TASK INSTRUCTIONS: Among the entries, find each line that includes the string "woman" and list it.

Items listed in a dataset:
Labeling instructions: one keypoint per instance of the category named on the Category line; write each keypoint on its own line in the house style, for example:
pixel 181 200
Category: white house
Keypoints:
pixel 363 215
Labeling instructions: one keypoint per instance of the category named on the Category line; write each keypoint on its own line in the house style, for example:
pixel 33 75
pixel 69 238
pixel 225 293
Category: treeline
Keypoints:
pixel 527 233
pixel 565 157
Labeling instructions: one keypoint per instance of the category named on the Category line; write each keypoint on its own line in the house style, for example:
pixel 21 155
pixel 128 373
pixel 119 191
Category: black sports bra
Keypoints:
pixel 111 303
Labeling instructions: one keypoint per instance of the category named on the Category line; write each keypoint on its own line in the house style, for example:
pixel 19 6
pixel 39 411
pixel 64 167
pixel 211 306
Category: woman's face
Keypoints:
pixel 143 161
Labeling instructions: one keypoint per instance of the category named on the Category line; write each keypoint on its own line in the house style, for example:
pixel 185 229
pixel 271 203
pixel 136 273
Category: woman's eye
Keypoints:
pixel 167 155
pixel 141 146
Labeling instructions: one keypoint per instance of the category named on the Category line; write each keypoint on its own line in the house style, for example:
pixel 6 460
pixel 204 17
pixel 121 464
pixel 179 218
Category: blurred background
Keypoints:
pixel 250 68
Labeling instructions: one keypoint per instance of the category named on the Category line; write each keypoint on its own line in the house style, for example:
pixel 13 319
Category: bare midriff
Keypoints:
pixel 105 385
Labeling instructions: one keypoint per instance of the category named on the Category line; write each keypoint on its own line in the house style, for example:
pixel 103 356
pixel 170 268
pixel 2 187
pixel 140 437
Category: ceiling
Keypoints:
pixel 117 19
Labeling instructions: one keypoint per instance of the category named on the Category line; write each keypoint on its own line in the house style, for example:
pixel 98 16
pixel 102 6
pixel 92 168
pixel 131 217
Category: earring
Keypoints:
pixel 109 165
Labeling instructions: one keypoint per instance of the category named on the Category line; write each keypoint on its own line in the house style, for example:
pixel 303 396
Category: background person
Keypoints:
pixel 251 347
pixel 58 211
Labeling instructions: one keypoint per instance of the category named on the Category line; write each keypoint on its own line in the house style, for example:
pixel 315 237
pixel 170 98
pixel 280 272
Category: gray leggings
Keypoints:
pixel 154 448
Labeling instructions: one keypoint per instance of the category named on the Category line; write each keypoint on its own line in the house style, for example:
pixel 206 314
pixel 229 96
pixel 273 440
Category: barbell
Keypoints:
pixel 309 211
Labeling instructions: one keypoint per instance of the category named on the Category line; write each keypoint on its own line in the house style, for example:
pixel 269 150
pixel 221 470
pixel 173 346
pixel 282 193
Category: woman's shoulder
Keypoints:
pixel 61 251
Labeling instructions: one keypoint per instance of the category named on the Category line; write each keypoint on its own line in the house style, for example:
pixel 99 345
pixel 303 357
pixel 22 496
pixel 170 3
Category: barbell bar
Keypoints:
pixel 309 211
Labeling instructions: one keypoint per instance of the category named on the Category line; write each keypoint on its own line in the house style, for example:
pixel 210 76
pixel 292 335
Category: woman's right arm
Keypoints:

RESPONSE TO THIS TASK:
Category: woman's face
Category: woman's eye
Category: woman's shoulder
Category: woman's right arm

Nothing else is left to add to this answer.